> _SHORT EXERCISE_: Please show each line in the listing below that contains the word "step".

[Point labels for objects]

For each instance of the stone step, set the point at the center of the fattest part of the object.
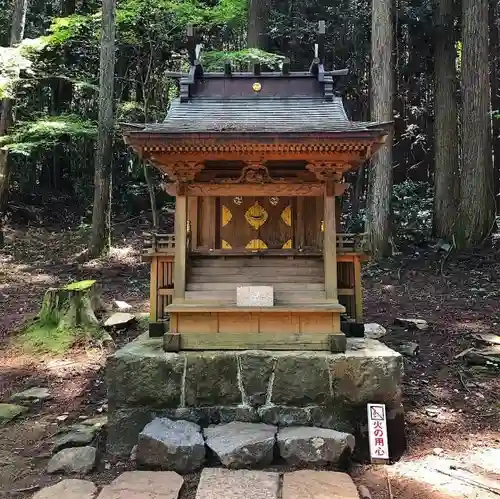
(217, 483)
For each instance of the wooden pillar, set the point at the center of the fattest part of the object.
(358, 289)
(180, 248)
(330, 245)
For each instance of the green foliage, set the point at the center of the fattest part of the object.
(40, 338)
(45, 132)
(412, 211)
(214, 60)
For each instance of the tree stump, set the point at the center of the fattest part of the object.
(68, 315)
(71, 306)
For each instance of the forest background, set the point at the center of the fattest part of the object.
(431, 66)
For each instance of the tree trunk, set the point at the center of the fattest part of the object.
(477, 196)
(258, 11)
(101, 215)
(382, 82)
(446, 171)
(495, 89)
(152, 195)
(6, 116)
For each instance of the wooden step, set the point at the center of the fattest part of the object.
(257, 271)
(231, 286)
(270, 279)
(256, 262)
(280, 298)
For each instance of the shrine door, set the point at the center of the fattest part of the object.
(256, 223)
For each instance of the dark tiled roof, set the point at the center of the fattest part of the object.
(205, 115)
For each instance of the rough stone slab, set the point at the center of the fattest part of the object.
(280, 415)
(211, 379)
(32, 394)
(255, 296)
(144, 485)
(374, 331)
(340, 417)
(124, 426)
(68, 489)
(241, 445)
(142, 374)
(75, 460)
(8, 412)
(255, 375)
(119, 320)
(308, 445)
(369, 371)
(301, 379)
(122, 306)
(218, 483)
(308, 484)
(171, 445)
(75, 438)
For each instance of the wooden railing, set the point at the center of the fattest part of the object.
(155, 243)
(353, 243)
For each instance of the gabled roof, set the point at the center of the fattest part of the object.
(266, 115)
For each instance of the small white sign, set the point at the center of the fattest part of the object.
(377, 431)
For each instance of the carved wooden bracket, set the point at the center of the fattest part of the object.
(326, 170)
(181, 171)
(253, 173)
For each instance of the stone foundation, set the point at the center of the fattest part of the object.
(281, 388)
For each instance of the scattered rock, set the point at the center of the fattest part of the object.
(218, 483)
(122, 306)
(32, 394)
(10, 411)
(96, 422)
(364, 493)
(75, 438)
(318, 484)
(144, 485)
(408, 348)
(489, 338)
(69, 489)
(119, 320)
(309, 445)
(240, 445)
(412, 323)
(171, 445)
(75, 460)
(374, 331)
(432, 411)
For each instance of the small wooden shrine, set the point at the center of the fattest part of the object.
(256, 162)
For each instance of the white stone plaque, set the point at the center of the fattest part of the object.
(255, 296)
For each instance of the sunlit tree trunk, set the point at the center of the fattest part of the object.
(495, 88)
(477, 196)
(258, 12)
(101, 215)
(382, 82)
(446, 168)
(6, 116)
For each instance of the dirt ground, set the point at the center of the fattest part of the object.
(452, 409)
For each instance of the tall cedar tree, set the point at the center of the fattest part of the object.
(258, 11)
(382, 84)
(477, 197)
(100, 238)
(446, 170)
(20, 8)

==

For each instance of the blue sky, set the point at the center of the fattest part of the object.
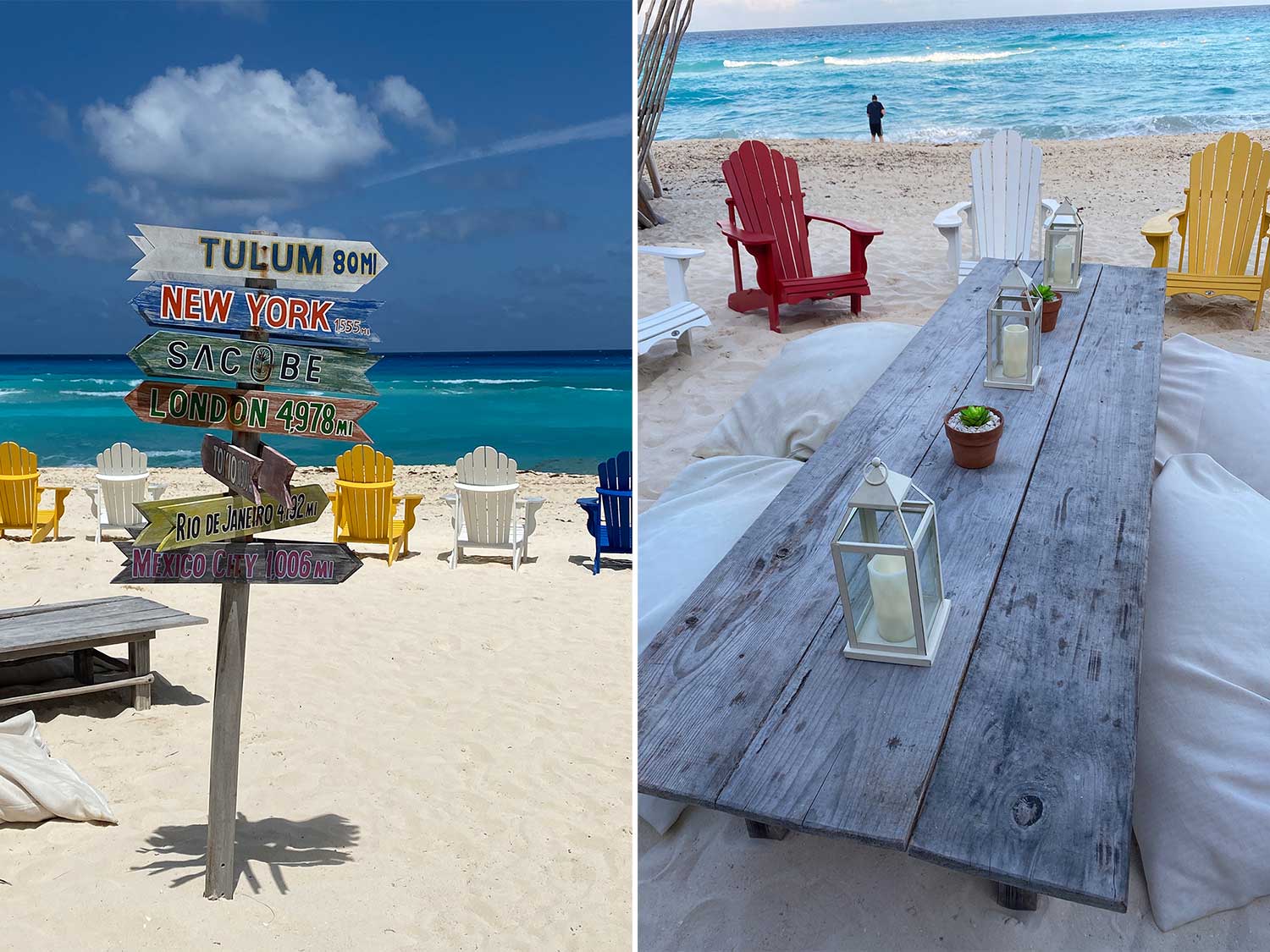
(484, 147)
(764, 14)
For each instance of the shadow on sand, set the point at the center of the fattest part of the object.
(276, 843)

> _PROBLEM SOLUTION_:
For each instance of the stone step, set the point at the center of the fattest part of the object.
For each instance of the wooden step, set the point at the center of the fattest part of the object.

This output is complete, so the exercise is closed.